■ **Work instructions**:
Convert the data into a JSON list of strings, one string per line and no blank lines, beginning at the line that contains "reflection of woman" and stopping after the last line of the data. Omit the pictures from your answer.

* Begin Records for this exercise *

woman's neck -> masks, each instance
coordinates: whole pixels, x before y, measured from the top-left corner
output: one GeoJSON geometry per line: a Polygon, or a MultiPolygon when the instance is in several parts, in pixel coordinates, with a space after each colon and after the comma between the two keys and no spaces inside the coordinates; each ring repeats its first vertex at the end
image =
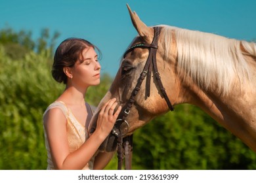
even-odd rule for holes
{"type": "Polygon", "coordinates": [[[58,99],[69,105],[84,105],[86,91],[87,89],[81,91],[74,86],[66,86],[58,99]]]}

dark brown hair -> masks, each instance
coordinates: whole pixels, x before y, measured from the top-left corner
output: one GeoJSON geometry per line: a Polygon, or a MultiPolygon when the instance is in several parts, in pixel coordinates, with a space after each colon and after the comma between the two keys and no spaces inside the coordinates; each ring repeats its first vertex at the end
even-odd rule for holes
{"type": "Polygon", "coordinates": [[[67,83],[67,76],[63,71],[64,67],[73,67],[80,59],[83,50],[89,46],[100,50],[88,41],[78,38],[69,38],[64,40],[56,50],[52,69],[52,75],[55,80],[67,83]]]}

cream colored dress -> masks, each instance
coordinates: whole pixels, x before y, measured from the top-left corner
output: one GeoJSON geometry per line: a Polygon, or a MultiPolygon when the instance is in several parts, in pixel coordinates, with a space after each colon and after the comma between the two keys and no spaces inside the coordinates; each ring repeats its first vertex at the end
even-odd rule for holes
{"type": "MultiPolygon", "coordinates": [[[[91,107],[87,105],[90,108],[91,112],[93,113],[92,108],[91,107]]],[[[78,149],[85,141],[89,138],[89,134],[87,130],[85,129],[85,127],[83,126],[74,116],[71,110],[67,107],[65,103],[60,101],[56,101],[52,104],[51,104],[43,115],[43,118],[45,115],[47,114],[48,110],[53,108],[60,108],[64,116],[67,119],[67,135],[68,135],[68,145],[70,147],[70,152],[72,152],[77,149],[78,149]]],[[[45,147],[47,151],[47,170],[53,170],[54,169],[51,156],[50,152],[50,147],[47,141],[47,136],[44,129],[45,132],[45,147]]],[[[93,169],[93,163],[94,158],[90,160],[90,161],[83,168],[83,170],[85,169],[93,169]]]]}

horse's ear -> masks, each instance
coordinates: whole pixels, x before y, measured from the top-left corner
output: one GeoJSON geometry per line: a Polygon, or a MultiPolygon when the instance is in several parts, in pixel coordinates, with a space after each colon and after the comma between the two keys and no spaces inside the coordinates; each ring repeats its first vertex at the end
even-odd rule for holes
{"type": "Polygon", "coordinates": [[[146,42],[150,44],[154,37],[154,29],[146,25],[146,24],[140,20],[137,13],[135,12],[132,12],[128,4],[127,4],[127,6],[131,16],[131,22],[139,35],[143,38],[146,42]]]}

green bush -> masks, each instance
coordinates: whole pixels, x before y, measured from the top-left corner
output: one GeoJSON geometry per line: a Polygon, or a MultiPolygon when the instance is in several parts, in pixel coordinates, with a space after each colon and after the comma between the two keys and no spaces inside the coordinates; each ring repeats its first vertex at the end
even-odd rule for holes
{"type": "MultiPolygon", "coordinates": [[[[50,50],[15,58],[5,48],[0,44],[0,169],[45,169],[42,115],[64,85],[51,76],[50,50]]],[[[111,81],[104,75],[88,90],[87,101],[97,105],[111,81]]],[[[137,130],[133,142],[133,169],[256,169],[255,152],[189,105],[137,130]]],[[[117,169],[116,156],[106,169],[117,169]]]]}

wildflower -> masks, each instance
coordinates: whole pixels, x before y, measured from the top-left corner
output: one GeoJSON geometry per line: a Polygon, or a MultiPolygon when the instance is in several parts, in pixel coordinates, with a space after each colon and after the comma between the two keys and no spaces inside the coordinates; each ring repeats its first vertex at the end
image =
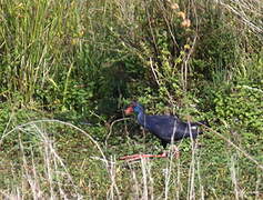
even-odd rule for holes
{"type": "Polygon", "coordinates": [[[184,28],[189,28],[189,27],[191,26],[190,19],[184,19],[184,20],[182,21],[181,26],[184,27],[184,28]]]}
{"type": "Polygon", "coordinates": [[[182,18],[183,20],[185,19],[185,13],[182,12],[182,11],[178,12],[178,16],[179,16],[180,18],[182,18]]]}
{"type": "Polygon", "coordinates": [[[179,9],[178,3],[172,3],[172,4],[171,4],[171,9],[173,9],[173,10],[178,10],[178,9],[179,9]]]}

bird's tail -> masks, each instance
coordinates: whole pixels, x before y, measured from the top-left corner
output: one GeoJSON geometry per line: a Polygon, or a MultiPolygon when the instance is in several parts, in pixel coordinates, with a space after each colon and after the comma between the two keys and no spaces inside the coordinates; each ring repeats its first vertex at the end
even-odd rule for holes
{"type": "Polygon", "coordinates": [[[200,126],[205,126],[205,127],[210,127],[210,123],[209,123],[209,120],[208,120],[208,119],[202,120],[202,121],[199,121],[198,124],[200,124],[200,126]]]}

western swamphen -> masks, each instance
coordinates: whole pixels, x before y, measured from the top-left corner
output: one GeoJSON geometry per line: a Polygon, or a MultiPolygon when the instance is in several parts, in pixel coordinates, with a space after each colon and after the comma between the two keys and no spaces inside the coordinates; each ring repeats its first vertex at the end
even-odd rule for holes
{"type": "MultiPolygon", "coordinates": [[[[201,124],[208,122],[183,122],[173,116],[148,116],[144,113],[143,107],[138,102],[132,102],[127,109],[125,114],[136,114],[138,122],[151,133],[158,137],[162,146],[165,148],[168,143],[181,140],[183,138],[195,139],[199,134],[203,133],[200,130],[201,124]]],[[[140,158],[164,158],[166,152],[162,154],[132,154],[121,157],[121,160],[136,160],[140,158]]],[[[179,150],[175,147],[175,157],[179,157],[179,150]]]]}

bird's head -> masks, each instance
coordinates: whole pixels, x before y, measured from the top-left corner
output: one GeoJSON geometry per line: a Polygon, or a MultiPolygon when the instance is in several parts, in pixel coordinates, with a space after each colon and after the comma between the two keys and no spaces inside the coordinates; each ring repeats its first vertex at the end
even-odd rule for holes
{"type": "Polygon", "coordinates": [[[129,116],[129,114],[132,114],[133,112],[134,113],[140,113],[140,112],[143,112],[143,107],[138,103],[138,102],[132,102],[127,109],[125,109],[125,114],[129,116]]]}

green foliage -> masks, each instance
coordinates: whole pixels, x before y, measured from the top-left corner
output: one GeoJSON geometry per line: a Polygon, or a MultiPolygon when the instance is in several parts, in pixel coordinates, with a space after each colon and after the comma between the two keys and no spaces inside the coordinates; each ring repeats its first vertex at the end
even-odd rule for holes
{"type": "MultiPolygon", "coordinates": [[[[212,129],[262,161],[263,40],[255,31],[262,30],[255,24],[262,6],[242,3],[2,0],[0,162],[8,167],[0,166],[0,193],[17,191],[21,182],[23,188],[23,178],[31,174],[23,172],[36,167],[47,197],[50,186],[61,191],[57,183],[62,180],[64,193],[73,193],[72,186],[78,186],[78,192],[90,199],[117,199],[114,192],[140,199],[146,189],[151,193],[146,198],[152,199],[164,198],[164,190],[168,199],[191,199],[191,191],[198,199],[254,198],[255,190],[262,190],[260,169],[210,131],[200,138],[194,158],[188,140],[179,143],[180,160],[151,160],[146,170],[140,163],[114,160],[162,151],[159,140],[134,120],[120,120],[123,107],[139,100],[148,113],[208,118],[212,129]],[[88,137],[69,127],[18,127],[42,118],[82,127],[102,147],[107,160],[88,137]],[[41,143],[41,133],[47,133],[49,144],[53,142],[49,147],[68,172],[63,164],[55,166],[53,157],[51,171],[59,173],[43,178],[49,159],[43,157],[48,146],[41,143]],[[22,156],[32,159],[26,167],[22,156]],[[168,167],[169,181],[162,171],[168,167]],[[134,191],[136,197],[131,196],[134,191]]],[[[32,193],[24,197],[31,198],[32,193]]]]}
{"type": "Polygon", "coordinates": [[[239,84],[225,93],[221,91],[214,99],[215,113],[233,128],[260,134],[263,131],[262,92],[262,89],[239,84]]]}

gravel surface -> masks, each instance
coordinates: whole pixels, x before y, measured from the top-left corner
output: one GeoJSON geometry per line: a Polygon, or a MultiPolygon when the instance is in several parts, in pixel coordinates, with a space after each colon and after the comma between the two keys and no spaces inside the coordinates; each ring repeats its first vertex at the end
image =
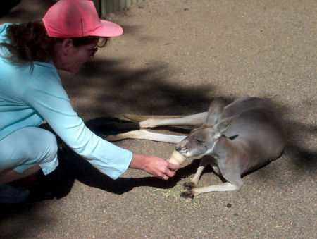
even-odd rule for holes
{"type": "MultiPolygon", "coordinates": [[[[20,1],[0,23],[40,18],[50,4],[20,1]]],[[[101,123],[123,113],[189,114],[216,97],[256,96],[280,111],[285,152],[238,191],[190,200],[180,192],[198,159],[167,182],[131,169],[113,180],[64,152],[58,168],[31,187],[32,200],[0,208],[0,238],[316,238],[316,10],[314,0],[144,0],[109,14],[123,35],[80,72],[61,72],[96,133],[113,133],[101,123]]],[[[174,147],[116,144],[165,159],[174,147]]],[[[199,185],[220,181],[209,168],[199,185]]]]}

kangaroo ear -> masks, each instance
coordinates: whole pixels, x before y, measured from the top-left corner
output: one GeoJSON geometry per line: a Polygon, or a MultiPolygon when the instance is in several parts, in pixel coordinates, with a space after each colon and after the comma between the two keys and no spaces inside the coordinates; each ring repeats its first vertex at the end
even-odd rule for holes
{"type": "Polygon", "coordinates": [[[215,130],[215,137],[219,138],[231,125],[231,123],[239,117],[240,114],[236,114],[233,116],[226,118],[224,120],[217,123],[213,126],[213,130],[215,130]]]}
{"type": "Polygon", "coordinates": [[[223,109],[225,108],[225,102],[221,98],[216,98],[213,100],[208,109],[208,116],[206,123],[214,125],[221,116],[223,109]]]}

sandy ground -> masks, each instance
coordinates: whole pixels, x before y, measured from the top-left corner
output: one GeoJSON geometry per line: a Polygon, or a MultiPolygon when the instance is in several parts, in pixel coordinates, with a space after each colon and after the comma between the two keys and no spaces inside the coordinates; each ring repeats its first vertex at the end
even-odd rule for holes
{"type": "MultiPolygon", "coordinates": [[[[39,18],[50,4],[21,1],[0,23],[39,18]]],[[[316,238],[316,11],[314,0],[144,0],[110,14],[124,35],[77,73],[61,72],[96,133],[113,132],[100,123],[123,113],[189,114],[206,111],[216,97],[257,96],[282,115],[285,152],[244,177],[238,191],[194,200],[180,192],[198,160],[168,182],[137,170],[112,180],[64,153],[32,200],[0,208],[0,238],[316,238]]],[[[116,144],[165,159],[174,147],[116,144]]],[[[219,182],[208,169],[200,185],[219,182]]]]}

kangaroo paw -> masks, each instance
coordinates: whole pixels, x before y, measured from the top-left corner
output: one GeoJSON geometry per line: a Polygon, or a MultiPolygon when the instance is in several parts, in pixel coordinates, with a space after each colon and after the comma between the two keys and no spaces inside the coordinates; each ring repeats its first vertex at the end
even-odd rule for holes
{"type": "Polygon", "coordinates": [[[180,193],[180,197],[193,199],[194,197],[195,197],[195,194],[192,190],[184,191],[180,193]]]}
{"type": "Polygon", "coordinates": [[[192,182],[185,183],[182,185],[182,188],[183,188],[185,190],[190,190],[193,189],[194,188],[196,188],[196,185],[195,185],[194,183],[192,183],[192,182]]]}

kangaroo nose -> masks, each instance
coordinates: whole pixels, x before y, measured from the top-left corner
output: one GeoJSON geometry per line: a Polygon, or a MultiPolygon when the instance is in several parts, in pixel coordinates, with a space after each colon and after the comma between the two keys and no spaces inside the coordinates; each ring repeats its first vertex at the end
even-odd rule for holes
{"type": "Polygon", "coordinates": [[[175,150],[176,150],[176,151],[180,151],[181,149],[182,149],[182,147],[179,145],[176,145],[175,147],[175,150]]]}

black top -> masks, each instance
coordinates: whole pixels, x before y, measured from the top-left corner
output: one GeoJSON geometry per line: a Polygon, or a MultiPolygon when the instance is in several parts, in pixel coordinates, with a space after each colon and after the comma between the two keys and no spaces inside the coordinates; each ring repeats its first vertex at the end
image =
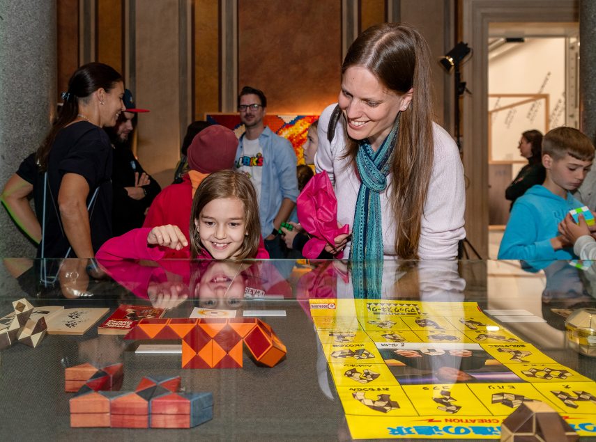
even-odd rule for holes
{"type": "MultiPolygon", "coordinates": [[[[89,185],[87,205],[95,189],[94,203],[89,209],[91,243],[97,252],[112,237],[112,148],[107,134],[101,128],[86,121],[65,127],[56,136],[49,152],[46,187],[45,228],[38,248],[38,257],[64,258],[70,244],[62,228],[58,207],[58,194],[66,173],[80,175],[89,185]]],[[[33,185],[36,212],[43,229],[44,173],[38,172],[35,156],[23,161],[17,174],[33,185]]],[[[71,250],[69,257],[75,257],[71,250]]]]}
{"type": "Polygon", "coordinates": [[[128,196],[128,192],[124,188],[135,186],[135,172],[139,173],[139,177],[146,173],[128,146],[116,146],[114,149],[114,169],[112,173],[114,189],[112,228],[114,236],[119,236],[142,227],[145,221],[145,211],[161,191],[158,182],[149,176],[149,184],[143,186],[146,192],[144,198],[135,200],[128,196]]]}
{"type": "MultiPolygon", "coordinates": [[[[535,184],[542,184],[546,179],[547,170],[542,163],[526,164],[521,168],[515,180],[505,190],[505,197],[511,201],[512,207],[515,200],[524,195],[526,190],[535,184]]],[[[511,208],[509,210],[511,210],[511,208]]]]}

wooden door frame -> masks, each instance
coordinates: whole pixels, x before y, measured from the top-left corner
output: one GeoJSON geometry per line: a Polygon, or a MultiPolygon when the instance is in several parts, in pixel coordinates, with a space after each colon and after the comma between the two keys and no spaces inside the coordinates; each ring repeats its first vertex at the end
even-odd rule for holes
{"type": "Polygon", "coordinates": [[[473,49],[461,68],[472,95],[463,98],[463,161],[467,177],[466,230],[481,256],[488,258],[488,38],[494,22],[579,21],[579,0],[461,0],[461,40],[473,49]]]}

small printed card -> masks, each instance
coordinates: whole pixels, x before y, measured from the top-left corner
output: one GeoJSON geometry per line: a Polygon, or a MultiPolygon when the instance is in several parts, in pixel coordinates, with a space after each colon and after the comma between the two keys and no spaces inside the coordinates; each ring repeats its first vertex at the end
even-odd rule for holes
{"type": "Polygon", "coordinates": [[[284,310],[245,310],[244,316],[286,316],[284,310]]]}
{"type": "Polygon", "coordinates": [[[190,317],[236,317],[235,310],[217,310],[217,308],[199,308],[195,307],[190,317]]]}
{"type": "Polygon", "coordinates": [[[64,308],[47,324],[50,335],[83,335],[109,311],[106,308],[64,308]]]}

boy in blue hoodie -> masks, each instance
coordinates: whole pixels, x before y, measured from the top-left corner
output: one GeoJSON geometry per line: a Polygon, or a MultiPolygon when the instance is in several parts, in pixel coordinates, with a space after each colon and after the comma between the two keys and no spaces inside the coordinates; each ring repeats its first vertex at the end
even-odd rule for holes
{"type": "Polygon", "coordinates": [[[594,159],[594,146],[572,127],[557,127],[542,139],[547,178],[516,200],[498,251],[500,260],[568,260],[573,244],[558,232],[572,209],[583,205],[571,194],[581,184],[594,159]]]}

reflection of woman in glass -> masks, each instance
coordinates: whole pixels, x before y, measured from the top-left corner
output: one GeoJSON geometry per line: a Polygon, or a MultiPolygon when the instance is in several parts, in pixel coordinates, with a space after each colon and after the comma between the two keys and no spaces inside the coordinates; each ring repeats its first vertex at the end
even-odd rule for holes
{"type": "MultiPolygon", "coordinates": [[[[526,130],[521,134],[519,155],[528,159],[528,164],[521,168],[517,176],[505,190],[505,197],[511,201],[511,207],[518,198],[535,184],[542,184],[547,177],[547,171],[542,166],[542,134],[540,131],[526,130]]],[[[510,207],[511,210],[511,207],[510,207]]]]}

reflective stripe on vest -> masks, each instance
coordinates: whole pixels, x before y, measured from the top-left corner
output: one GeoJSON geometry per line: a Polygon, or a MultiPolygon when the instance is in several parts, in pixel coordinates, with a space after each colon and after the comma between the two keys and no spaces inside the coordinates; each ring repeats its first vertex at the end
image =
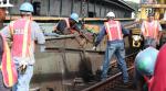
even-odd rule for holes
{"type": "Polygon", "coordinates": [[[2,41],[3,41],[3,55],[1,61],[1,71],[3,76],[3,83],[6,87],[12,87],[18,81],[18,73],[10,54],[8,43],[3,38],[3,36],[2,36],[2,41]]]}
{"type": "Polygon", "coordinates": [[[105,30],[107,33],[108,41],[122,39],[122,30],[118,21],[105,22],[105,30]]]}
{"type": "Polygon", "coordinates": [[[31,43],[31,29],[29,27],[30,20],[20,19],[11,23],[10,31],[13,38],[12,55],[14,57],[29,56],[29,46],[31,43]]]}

* End Records for this exercise *

■ **Correct result**:
[
  "reflection of woman in glass -> masks, each instance",
  "coordinates: whole pixels, x before y, measured from the top-left corner",
  "output: one GeoJSON geometry per line: a Polygon, or a MultiPolygon when the instance is in several parts, in pixel coordinates, with a space after each colon and after the comma between the two keys and no spaces inside the coordinates; each ring repeats its first vertex at the end",
  "even-odd rule for holes",
  "{\"type\": \"MultiPolygon\", \"coordinates\": [[[[526,130],[521,134],[519,155],[528,159],[528,164],[521,168],[517,176],[505,190],[505,197],[511,201],[511,207],[518,198],[535,184],[542,184],[547,177],[547,171],[542,166],[542,134],[540,131],[526,130]]],[[[510,207],[511,210],[511,207],[510,207]]]]}",
  "reflective stripe on vest -> masks, each instance",
  "coordinates: whole pixels, x before y, measured from the top-left corner",
  "output: one GeoJSON geometry per line: a Polygon, or a MultiPolygon when the instance is in several parts, in pixel coordinates, with a space after each colon and after the comma between the two keys and no spaces inside the coordinates; each ring repeats its first vertex at the end",
  "image =",
  "even-odd rule for holes",
  "{\"type\": \"Polygon\", \"coordinates\": [[[2,41],[3,41],[3,55],[1,61],[1,71],[3,76],[3,83],[6,87],[12,87],[18,81],[18,73],[10,54],[8,43],[3,38],[3,36],[2,36],[2,41]]]}",
  "{\"type\": \"Polygon\", \"coordinates\": [[[105,30],[107,33],[108,41],[122,39],[122,30],[118,21],[105,22],[105,30]]]}",
  "{\"type\": \"Polygon\", \"coordinates\": [[[31,43],[31,29],[29,27],[30,20],[20,19],[11,23],[10,31],[13,38],[12,55],[14,57],[29,56],[29,46],[31,43]]]}"
]